*Work to do*.
Swap "baluster" for "railing post" and reproduce the data below with no other changes.

*Raw data*.
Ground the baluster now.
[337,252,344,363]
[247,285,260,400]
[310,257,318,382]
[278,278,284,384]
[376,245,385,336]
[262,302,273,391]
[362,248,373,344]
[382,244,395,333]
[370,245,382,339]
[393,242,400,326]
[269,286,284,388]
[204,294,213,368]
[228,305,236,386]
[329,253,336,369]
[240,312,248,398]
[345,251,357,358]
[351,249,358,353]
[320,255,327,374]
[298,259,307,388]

*Result*.
Ground the railing post now.
[337,252,344,363]
[247,285,260,400]
[310,257,318,382]
[278,278,284,384]
[376,245,385,336]
[262,302,273,391]
[362,248,373,344]
[382,244,395,333]
[370,245,382,339]
[393,242,400,326]
[269,286,284,388]
[204,294,213,368]
[228,305,236,386]
[329,253,336,369]
[240,312,248,398]
[345,251,357,358]
[351,249,358,353]
[320,255,327,374]
[298,259,307,388]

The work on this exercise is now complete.